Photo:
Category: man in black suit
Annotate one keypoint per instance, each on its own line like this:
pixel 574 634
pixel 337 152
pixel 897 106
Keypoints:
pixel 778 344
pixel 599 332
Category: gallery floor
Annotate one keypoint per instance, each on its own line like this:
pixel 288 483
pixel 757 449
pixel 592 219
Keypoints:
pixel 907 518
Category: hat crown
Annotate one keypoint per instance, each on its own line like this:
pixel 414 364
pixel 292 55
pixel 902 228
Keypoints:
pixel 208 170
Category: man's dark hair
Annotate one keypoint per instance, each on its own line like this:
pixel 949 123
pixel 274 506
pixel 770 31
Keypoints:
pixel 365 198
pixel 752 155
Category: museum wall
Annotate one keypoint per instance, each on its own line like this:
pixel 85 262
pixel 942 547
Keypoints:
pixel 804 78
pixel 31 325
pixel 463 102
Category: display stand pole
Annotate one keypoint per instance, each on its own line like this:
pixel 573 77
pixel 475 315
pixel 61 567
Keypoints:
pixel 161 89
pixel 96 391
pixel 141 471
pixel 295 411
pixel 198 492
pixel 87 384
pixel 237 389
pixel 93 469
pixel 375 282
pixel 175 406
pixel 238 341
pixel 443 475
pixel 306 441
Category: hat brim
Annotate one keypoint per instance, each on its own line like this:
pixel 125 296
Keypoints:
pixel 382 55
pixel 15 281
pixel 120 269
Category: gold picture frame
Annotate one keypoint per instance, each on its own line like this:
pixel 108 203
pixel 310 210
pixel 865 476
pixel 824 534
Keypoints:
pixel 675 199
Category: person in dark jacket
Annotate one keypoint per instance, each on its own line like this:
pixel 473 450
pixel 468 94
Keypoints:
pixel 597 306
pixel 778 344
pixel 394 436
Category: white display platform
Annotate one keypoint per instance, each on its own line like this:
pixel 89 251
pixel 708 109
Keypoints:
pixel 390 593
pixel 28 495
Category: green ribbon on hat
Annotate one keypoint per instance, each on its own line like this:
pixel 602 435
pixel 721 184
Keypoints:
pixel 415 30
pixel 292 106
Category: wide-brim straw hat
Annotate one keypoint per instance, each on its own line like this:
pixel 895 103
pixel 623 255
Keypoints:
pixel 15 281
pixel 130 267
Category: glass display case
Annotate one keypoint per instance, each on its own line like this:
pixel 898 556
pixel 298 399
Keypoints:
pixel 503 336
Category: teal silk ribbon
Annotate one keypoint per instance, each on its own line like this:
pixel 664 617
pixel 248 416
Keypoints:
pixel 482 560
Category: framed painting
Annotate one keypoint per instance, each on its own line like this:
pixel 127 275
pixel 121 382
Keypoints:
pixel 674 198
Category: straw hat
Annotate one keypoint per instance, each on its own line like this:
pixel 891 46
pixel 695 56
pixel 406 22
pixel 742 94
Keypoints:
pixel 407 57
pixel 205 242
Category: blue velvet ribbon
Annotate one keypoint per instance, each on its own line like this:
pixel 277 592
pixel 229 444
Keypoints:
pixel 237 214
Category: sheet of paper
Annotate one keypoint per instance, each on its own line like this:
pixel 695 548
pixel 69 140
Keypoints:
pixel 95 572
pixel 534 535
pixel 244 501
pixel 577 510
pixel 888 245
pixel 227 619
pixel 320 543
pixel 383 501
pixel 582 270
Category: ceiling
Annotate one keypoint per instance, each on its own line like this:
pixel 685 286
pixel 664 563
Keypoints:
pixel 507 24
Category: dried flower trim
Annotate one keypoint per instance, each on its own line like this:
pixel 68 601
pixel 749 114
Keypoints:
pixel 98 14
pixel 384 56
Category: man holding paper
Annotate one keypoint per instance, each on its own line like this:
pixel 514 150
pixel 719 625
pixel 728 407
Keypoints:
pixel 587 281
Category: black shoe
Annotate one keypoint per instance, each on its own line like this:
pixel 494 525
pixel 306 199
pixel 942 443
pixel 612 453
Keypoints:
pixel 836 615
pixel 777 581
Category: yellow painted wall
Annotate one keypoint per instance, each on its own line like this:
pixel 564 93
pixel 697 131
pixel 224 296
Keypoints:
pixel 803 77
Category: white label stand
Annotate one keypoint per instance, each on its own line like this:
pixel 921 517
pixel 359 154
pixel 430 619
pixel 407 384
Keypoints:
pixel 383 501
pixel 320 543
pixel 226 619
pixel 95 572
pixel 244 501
....
Faithfully reproduce all of the records, character for character.

Photo:
Category: man in black suit
Annotate one keypoint per instance, each on its own line like this:
pixel 574 634
pixel 337 152
pixel 897 106
Keypoints:
pixel 778 344
pixel 599 332
Category: gallery floor
Annotate one keypoint per instance, each on its own line like this:
pixel 288 483
pixel 757 449
pixel 592 219
Keypoints:
pixel 907 518
Category: hat crown
Annotate one keypoint per instance, each on its own line like this:
pixel 414 364
pixel 292 55
pixel 902 228
Keypoints:
pixel 208 170
Category: man's dark hair
Annotate one keypoint per instance, each on its own line like this:
pixel 949 123
pixel 274 506
pixel 770 31
Keypoints:
pixel 365 198
pixel 752 155
Category: museum wall
Annotate one keypoint per instance, each on its own line like this:
pixel 85 262
pixel 942 547
Keypoints:
pixel 804 78
pixel 31 325
pixel 463 102
Category: display stand pole
Annotate one keypoint per instance, each on its own line like this:
pixel 573 77
pixel 475 315
pixel 61 567
Keypoints:
pixel 161 89
pixel 96 391
pixel 141 471
pixel 295 411
pixel 198 492
pixel 87 384
pixel 237 389
pixel 93 469
pixel 375 282
pixel 175 406
pixel 238 341
pixel 443 475
pixel 306 441
Category: hat brim
Annotate one keypoint per instance, each on its own line like this:
pixel 125 296
Keypoints:
pixel 382 55
pixel 15 281
pixel 120 269
Category: gold picture frame
Annotate one keypoint per instance, each on its own line like this:
pixel 108 203
pixel 310 210
pixel 865 476
pixel 824 534
Keypoints:
pixel 675 199
Category: person in dark jacket
Annotate one keypoint per instance, each on its own line like this:
pixel 473 450
pixel 468 94
Keypoints:
pixel 597 306
pixel 778 344
pixel 394 436
Category: white display platform
Annotate one keypoint per instance, each on its own line like this:
pixel 89 251
pixel 708 109
Keypoints:
pixel 390 593
pixel 28 495
Category: green ribbon on hat
Annotate one keypoint per instance, each on its own line like this:
pixel 602 435
pixel 721 184
Keypoints:
pixel 415 30
pixel 292 106
Category: wide-brim straw hat
Annotate one keypoint per instance, each on its own line like this:
pixel 895 103
pixel 623 255
Keypoints:
pixel 15 281
pixel 130 267
Category: glass display case
Annotate one keypoint per instance, each on its own line like this:
pixel 898 556
pixel 298 399
Keypoints:
pixel 503 336
Category: teal silk ribbon
Annotate one keypoint per instance, each on its own line like this:
pixel 664 617
pixel 248 416
Keypoints:
pixel 482 560
Category: framed painting
Annotate one keypoint per instance, each on its own line like this:
pixel 127 275
pixel 121 382
Keypoints:
pixel 674 198
Category: straw hat
Annotate one keypoint per instance, each on its own line like this:
pixel 891 46
pixel 695 56
pixel 406 22
pixel 742 94
Keypoints:
pixel 407 57
pixel 205 242
Category: blue velvet ribbon
Annotate one keypoint per instance, each on its own line like this:
pixel 277 592
pixel 229 444
Keypoints:
pixel 237 214
Category: sheet of paper
Annotate one keypoint per instance, each on its own line like this:
pixel 695 548
pixel 69 140
Keypoints:
pixel 95 572
pixel 534 535
pixel 244 501
pixel 577 510
pixel 888 245
pixel 227 619
pixel 320 543
pixel 383 501
pixel 582 270
Category: ceiling
Annotate one keypoint per instance, each on its own line like this:
pixel 685 286
pixel 664 563
Keypoints:
pixel 507 24
Category: dried flower trim
Annotate one keypoint per instance, each on its own line like this:
pixel 68 601
pixel 749 114
Keypoints:
pixel 98 14
pixel 384 56
Category: man holding paper
Annotate one keypoint per instance, each on its own line like this:
pixel 514 150
pixel 719 625
pixel 728 407
Keypoints:
pixel 587 281
Category: black shoe
Annotate one keypoint per instance, each on its own line like this:
pixel 494 525
pixel 306 199
pixel 942 443
pixel 612 453
Keypoints:
pixel 836 615
pixel 777 581
Category: yellow painted wall
Annotate one keypoint per instance, each on its own line like this:
pixel 564 93
pixel 697 131
pixel 224 296
Keypoints:
pixel 803 77
Category: white label stand
Annotate one keypoint per instance, each on its own line like this:
pixel 921 517
pixel 359 154
pixel 430 619
pixel 407 384
Keypoints:
pixel 383 501
pixel 320 543
pixel 226 619
pixel 95 572
pixel 244 501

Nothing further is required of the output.